:: Exercise ::
Can you copy every one of the entries below word for word, with nothing left out?

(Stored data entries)
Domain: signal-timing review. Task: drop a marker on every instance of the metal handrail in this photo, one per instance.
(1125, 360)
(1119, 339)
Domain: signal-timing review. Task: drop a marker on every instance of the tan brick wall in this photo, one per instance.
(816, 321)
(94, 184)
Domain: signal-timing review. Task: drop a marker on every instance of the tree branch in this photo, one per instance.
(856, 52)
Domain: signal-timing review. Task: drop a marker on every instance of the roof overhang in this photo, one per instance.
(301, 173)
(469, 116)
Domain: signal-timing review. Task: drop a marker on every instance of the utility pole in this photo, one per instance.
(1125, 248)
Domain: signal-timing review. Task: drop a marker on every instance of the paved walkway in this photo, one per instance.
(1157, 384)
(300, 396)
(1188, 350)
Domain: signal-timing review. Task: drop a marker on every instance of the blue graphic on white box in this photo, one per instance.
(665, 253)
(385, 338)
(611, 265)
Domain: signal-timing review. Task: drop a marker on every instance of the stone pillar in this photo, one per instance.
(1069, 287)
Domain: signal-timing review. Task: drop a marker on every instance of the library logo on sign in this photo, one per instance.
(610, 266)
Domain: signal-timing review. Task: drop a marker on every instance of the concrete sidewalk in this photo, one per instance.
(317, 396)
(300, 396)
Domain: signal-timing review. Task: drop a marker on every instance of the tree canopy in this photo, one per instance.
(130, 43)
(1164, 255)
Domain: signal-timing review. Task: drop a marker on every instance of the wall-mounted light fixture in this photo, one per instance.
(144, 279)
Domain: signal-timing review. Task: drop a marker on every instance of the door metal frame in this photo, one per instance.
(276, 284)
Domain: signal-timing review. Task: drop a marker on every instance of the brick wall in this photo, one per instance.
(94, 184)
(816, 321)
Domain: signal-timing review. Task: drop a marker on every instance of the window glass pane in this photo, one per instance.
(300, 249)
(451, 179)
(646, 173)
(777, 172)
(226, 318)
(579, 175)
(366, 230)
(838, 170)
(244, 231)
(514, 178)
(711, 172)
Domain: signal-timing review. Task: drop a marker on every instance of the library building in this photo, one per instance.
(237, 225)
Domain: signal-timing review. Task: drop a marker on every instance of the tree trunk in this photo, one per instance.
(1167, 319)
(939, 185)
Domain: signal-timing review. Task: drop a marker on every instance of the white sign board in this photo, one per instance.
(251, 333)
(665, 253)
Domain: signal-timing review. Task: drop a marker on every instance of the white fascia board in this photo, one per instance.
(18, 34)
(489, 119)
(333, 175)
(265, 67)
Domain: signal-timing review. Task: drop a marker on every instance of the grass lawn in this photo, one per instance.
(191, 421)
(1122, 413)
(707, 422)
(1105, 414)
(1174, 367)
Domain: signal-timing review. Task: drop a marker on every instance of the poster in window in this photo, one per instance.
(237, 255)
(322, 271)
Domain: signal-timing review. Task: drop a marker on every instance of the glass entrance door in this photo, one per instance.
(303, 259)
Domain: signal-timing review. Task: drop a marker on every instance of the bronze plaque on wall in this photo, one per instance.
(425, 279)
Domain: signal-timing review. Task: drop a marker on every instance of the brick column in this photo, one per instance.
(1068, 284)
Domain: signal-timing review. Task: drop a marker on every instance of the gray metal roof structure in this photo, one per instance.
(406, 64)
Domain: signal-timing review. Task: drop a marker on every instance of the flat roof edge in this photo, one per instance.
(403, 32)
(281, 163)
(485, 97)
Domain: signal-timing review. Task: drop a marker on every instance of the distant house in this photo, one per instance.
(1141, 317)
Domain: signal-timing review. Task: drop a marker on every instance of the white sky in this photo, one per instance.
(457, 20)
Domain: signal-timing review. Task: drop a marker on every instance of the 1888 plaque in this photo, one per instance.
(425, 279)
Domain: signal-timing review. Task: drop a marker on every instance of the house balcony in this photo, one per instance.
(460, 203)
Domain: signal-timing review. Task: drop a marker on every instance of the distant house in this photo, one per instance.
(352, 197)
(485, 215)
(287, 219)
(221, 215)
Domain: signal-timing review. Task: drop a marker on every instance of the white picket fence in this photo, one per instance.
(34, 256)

:: Right answer ::
Domain: signal-timing review. Task: drop a marker on every instance of the metal handrail in this photo, one per instance.
(1125, 360)
(1119, 339)
Domain: signal-timing review. Task: drop a marker on every instance of the tan brick wall in this photo, one per instance.
(816, 321)
(94, 184)
Domain: signal-timing review. Task: drop a marker on every instance of the tree branch in this photo, one per instance.
(856, 52)
Domain: signal-timing review. Task: drop a marker on every instance of the roof overhang in this photo, one per instance.
(301, 173)
(469, 116)
Domain: signal-timing review. Task: drop a marker on every instance of the utility pole in this photo, one per instance.
(1125, 248)
Domain: signal-timing review. Task: drop a marker on every instance of the paved walkway in this photo, one per instance.
(1157, 384)
(300, 396)
(1188, 350)
Domain: signal-timing review. Task: drop a marker on every instance of the blue graphic on white box in this photo, one per instance.
(665, 253)
(385, 338)
(611, 265)
Domain: signal-timing review. Task: drop a marker on every instance of the stone pillar in this photo, one per instance.
(1069, 287)
Domain: signal-timing review. Task: drop a marker on every instance of the library logo on sign in this photo, one per instance.
(610, 266)
Domain: signal-timing review. Task: drop a marker on every instance of the concrete sidewalk in this photo, one per instance.
(317, 396)
(300, 396)
Domain: signal-timing review. Task: drop a marker on every instance of the tree canopy in this photo, one per instance.
(130, 43)
(1164, 255)
Domain: signal-timing review. Task: drop a marker on every instance of the wall-mounted light fixture in this photo, one per instance.
(144, 279)
Domain: signal-timing review. Task: drop a marker on every instance of the door metal frame in this photo, one per instance.
(276, 284)
Domain: signal-timing review. Task: drop a marker on every instance of the brick wall in this photo, one per instance.
(94, 184)
(816, 321)
Domain: signal-timing review. Task: drop a marker on every instance of the window glass pane in this photo, one per instance.
(300, 249)
(451, 179)
(646, 173)
(777, 172)
(226, 318)
(579, 175)
(366, 230)
(838, 170)
(244, 231)
(514, 178)
(711, 172)
Domain: signal-timing review. Task: drop a marker on every instance of the library building in this photo, one per instance.
(237, 225)
Domain: signal-timing review. Task: drop a marker on every instance of the tree trunk in this photo, one per instance.
(1167, 319)
(939, 185)
Domain: signal-timing review. Task: drop a marker on every instance of the white sign board in this photo, one per instance.
(251, 333)
(665, 253)
Domain: signal-timing review. Task: drop a marker on every instance of the white fascia board in this photo, one per instance.
(18, 34)
(489, 119)
(333, 175)
(265, 67)
Domain: signal-timing review. Task: drop a marker on every instance of the grass lawn in this photo, one per instance.
(191, 421)
(1122, 413)
(707, 422)
(1105, 414)
(1174, 367)
Domain: signal-timing review. Task: drop a marker on every instance of the poster in window in this photo, one per instance.
(237, 255)
(322, 271)
Domain: signal-timing review. Task: drop a marker on every instance of the glass entrance door in this photo, one per instance.
(303, 259)
Domain: signal-timing review. Task: drop a marker on every instance of the bronze plaque on wall in this photo, one per instance.
(425, 279)
Domain: signal-timing review. Task: drop a marker on every instance of the brick column in this photo, one per instance.
(1068, 284)
Domain: signal-timing review. Task: drop a marker on every instance of the gray metal roof structure in this photo, one per instance.
(406, 64)
Domain: signal-timing review. Task: drop a marker on every instance of the flat roof edge in this photo, one per instance.
(403, 32)
(281, 163)
(485, 97)
Domain: signal-timing review. Task: drop a marker on every instance of the distant house in this photo, one per instance.
(1141, 317)
Domain: signal-timing review. Task: drop a marker on every instance of the white sky in this photo, one per instance.
(457, 20)
Domain: signal-timing review. Task: drop a marker on every instance of the 1888 plaque in this photo, one per instance.
(425, 279)
Domain: signal-timing review. Task: drop a marker on every instance of the house balcony in this photo, one per instance.
(460, 203)
Domain: signal-timing review. Task: drop a marker on every instance of the distant house in this photo, one per instance.
(352, 197)
(485, 215)
(287, 219)
(221, 215)
Domain: signal-timing review. Task: drop a marker on every instance of the white picket fence in this photo, one per instance.
(34, 256)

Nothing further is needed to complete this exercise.